## Data for processing
* Begin *
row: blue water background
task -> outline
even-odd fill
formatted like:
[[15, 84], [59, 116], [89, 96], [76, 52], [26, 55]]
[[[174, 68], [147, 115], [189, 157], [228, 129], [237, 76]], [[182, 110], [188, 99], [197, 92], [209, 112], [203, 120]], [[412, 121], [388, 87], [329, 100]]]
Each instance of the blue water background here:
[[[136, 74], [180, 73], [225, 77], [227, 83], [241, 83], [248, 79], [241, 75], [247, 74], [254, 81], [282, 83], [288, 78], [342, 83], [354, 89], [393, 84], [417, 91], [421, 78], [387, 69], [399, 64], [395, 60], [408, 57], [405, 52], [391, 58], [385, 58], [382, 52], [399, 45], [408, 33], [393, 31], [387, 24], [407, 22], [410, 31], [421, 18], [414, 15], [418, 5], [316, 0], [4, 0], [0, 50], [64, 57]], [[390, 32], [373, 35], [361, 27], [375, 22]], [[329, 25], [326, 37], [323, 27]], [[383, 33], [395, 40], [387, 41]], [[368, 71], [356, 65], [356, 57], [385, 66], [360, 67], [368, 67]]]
* End *
## Aim
Convert the material above into a JSON list of strings with one string per line and no entries for blank lines.

## Exercise solution
[
  "row: blue water background",
  "task -> outline",
  "even-odd fill",
  "formatted like:",
  "[[15, 84], [59, 116], [89, 96], [76, 52], [26, 55]]",
  "[[[174, 68], [147, 115], [189, 157], [228, 129], [237, 76]], [[182, 110], [188, 99], [197, 92], [209, 112], [203, 120]], [[412, 121], [388, 87], [329, 100]]]",
  "Each instance of the blue water background here:",
  "[[[136, 74], [180, 73], [225, 77], [227, 83], [241, 83], [248, 79], [241, 75], [247, 74], [254, 81], [282, 83], [288, 78], [342, 83], [354, 89], [393, 84], [417, 91], [421, 78], [387, 69], [399, 64], [395, 60], [408, 57], [405, 52], [391, 58], [385, 58], [382, 52], [399, 45], [408, 33], [393, 31], [387, 24], [407, 22], [410, 31], [421, 18], [414, 15], [418, 5], [316, 0], [4, 0], [0, 50], [64, 57]], [[390, 32], [373, 35], [361, 27], [375, 22]], [[329, 25], [326, 37], [323, 27]], [[383, 33], [395, 40], [387, 41]], [[368, 71], [356, 65], [356, 57], [385, 66], [360, 67], [368, 67]]]"
]